Available data:

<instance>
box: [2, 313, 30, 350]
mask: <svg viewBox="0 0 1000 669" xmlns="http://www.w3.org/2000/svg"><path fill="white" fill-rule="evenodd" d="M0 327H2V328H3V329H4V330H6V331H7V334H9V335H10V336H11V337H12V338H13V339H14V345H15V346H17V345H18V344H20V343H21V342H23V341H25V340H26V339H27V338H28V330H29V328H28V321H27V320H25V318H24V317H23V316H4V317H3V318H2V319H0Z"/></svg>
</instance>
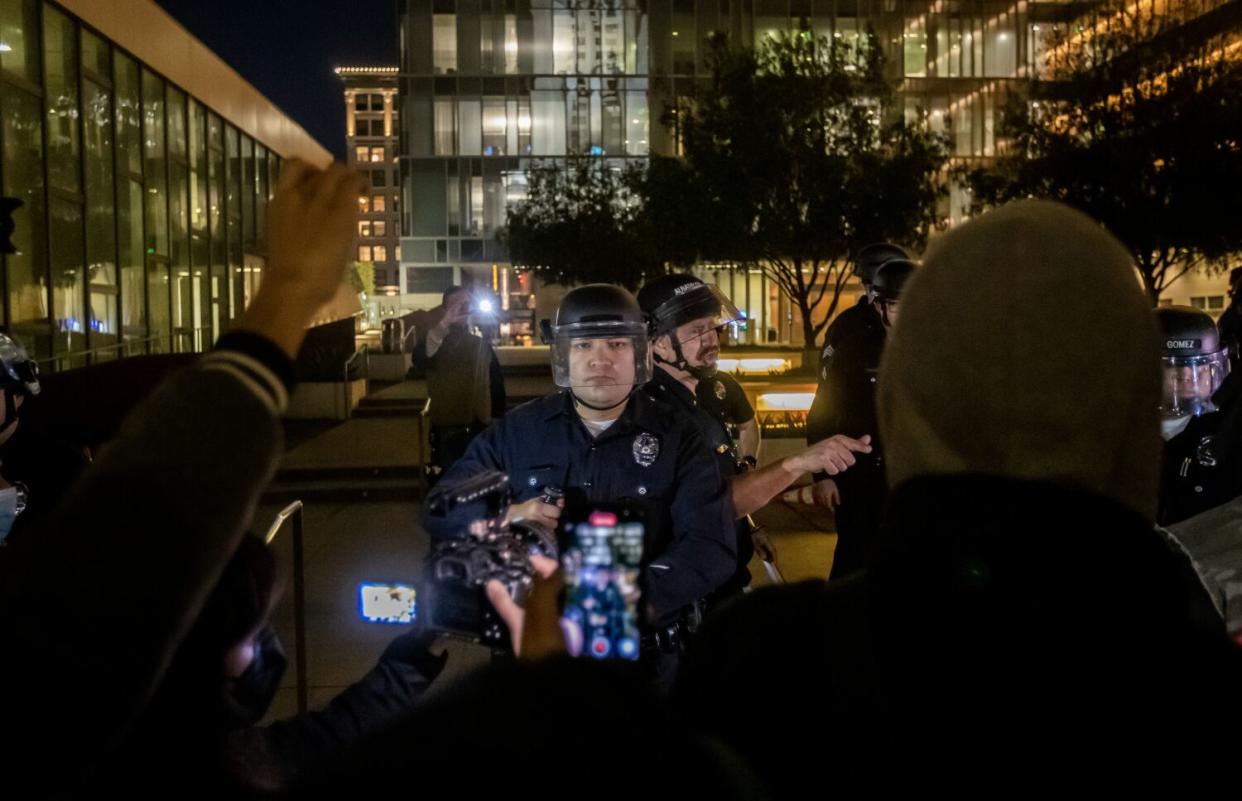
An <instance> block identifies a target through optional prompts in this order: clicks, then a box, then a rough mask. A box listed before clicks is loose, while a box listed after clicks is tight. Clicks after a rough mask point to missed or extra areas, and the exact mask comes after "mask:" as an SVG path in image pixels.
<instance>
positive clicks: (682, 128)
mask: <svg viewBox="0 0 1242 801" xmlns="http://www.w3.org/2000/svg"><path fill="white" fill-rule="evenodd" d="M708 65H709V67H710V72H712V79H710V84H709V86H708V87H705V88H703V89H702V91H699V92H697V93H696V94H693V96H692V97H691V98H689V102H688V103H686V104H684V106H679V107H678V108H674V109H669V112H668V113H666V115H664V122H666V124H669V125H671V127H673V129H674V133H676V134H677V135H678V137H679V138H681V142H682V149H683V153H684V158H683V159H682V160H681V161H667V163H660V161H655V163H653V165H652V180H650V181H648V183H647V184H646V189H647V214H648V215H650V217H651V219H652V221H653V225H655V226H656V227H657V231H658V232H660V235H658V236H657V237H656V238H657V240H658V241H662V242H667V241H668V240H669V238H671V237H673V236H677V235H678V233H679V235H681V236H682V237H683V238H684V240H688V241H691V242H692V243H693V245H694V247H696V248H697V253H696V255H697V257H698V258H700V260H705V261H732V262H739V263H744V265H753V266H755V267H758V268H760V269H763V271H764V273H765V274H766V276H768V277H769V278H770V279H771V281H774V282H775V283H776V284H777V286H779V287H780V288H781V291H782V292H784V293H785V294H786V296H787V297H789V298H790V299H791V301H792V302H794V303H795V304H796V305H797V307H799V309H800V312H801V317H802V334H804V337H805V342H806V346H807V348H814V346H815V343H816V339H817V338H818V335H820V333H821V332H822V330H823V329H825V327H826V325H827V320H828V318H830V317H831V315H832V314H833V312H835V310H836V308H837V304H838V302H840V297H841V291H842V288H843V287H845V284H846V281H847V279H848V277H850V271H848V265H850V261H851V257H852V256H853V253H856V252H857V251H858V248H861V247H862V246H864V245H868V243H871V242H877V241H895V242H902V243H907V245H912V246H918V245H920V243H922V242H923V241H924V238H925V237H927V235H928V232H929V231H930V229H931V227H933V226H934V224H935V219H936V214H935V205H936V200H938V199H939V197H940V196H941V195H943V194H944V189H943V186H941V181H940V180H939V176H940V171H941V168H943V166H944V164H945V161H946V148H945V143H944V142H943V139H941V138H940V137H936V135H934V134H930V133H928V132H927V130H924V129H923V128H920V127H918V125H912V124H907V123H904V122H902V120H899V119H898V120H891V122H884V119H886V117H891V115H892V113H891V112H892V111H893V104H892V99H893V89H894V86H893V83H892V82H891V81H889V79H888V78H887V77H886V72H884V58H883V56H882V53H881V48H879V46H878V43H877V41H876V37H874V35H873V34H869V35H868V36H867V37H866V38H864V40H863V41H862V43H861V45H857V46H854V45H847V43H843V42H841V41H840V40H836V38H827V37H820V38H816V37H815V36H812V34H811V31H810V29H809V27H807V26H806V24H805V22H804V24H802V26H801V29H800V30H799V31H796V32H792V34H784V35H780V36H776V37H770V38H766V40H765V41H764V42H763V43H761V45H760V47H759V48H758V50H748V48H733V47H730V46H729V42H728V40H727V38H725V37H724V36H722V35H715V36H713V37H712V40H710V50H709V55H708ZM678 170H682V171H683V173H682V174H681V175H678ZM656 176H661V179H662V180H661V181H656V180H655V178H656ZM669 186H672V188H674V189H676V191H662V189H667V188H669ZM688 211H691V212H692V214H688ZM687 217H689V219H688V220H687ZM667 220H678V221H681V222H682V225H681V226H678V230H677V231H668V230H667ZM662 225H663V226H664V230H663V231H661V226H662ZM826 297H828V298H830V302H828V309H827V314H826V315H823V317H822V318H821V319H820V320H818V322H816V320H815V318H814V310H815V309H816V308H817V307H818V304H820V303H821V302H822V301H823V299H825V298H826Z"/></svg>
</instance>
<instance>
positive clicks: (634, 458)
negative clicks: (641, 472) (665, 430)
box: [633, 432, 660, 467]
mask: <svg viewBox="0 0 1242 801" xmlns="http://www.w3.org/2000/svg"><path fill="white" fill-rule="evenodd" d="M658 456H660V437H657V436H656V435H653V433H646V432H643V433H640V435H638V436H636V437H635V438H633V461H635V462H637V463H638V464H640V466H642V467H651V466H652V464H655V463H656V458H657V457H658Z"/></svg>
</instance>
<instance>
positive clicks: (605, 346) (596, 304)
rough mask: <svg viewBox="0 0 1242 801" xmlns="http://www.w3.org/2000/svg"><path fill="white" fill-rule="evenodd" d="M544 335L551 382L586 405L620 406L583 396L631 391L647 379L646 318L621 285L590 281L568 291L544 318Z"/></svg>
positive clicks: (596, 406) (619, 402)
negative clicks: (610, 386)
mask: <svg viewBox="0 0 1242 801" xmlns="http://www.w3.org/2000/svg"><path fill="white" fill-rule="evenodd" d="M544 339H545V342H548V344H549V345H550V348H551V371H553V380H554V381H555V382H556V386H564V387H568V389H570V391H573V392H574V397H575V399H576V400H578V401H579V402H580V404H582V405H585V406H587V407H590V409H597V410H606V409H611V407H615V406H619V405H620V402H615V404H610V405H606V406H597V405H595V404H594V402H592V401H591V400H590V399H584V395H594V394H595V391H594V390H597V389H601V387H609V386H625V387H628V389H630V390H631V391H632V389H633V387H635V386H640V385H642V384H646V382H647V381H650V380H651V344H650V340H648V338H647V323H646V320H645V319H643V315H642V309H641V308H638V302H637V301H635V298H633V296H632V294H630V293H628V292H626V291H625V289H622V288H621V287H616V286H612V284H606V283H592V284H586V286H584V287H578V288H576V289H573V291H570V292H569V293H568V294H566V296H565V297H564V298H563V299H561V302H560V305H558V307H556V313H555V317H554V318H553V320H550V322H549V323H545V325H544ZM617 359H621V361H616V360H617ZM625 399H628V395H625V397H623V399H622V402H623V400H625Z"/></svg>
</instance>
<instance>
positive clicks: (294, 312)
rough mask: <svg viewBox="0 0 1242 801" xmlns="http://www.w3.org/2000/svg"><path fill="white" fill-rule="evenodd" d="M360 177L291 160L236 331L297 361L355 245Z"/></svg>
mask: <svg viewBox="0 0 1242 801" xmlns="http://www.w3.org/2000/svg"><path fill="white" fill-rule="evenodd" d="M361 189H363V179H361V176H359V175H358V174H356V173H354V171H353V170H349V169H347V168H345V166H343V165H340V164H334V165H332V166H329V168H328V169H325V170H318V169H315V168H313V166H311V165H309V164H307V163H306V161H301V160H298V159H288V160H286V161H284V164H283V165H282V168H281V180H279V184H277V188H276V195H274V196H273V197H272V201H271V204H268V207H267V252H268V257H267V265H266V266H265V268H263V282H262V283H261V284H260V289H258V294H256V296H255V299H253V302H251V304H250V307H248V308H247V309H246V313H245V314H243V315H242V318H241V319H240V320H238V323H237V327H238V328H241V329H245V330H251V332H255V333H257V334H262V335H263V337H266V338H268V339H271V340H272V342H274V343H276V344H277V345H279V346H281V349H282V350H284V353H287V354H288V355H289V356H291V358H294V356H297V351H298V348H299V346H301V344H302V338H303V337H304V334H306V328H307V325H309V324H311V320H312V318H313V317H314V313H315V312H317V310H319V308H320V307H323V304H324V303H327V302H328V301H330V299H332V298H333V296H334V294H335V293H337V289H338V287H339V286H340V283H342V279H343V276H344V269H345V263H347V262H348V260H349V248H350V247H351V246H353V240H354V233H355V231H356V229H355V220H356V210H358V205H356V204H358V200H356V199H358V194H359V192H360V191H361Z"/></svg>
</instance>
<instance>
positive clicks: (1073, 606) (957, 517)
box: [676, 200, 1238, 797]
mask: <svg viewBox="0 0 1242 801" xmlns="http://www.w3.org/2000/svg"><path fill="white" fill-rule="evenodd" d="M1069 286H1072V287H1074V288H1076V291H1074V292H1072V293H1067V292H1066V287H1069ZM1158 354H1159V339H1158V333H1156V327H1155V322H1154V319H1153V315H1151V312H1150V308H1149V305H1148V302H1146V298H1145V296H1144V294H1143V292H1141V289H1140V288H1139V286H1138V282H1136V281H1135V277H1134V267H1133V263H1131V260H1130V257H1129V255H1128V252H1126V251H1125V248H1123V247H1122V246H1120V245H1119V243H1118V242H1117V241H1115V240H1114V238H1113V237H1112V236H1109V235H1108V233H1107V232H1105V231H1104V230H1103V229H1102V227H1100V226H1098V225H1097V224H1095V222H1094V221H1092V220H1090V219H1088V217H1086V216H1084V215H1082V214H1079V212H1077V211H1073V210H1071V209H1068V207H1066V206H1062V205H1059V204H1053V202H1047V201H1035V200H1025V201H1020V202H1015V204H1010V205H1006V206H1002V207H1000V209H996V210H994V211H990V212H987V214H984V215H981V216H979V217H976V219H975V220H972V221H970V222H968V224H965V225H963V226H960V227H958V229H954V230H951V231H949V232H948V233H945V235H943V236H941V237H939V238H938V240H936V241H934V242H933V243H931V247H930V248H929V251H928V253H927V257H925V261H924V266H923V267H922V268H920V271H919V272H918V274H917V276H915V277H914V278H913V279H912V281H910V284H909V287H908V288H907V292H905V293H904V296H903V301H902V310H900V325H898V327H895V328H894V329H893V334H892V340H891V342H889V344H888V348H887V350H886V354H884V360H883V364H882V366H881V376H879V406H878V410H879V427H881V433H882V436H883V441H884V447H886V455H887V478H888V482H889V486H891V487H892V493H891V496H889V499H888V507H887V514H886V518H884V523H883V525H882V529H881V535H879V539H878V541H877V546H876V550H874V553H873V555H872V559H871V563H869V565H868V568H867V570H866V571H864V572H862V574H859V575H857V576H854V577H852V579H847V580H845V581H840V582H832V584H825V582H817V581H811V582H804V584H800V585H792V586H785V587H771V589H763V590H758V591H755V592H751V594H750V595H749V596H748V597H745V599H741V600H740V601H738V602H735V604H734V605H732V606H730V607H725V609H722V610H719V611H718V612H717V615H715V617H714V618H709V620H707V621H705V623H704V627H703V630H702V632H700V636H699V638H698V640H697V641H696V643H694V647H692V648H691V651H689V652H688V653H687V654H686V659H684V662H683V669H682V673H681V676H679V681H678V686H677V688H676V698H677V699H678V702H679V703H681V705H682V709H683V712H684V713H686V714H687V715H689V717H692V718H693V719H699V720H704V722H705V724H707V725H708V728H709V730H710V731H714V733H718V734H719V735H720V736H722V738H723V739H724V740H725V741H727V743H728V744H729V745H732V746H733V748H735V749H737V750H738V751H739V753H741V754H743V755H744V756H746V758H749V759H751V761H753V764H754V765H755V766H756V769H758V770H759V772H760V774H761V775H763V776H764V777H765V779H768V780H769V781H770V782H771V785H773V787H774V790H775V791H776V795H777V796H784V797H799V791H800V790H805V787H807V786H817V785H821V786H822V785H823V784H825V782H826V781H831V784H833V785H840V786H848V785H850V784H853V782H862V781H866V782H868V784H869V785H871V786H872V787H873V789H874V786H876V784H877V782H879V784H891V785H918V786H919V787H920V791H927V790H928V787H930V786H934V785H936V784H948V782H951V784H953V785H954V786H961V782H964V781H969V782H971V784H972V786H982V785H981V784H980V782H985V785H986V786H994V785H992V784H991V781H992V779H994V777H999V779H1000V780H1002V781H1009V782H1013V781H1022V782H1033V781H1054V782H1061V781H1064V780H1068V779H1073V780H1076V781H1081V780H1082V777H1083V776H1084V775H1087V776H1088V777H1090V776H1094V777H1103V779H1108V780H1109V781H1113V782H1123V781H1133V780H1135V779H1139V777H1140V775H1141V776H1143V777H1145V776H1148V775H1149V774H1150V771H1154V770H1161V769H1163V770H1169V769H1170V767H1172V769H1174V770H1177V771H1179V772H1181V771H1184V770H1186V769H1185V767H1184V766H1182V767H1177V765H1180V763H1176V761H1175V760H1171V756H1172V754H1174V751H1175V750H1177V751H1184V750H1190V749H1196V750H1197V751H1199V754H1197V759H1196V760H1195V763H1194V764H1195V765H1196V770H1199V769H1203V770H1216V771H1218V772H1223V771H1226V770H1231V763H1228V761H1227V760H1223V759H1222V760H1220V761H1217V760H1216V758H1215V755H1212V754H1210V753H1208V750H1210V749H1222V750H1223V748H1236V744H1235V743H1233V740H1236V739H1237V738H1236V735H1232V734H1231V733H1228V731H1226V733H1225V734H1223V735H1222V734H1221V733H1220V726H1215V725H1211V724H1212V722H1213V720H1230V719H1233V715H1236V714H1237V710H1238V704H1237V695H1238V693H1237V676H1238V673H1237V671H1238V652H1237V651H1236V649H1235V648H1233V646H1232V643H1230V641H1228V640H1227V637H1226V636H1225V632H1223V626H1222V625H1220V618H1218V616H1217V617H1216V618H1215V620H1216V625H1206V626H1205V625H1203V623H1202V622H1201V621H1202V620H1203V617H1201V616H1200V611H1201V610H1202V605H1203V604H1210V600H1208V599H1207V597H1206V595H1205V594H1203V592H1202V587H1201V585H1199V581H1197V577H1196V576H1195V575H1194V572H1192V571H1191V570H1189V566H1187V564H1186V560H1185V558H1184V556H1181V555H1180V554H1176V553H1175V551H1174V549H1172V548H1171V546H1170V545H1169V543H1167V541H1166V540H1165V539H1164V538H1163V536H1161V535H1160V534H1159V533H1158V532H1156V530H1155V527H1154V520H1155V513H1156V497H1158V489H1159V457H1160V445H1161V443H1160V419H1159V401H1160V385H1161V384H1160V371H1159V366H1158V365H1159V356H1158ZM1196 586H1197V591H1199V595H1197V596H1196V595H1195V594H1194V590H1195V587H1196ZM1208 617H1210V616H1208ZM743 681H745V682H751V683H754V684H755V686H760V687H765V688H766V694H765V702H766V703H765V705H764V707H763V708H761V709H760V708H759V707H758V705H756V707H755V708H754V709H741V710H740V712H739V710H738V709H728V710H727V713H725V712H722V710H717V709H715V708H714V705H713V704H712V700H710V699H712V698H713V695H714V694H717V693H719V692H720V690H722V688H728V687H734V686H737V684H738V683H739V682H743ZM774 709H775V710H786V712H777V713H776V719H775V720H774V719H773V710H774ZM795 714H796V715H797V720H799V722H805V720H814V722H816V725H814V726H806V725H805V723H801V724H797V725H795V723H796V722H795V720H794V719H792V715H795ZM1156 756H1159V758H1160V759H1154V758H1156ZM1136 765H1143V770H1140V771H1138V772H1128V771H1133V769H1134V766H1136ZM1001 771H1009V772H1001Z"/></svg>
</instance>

...

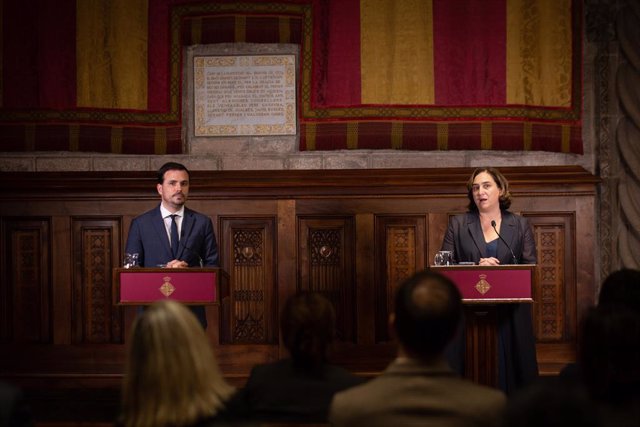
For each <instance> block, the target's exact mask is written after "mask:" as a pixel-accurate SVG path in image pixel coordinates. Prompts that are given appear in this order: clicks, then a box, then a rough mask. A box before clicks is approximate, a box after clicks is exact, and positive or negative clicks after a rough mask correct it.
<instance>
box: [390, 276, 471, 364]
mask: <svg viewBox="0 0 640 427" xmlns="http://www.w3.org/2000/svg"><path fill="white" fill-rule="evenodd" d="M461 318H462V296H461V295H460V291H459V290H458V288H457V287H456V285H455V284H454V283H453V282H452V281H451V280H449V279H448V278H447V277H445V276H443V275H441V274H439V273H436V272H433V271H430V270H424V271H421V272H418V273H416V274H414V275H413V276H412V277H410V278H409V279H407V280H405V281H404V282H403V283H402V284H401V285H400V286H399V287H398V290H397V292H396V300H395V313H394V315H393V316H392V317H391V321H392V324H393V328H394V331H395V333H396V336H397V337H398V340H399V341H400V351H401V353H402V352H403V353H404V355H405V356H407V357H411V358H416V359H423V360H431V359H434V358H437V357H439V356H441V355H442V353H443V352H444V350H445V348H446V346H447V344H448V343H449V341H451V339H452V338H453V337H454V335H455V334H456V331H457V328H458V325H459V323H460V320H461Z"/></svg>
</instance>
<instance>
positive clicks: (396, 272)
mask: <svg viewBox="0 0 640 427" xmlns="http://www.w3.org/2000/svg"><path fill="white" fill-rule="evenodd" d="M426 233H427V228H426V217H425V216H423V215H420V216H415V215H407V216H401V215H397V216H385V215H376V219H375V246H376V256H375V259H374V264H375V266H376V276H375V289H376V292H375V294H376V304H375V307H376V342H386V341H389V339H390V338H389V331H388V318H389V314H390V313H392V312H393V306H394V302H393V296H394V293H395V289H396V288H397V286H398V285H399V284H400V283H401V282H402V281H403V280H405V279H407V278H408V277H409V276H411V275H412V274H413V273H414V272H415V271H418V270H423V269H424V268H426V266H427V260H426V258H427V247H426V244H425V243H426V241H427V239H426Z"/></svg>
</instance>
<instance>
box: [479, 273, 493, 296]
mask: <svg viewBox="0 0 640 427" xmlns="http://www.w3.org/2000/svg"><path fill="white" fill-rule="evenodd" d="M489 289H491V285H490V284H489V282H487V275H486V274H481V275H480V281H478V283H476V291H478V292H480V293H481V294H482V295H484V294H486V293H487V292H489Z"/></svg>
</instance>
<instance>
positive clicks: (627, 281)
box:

What is needed: Locate every line in the items that contains the string "exact" and copy each of those lines. Case counts.

Your response:
An <instance> block identifies a target through optional prompts in this order: clicks, then a box, then a rough mask. A box listed before clicks is loose, while a box listed after clicks is tight. Clicks after a rough mask point to missed or extra areas, and the exact mask comes after "mask:" as an SVG path in image pixels.
For each <instance> block, the target's exact mask is written after "mask:" as a pixel-accurate SVG path in image pixel coordinates. Prompts that are given appear in this order: clicks, then a box, then a rough mask. A box before clicks is approximate, a box after clicks is exact, and positive or negative clicks after a rough mask correct it.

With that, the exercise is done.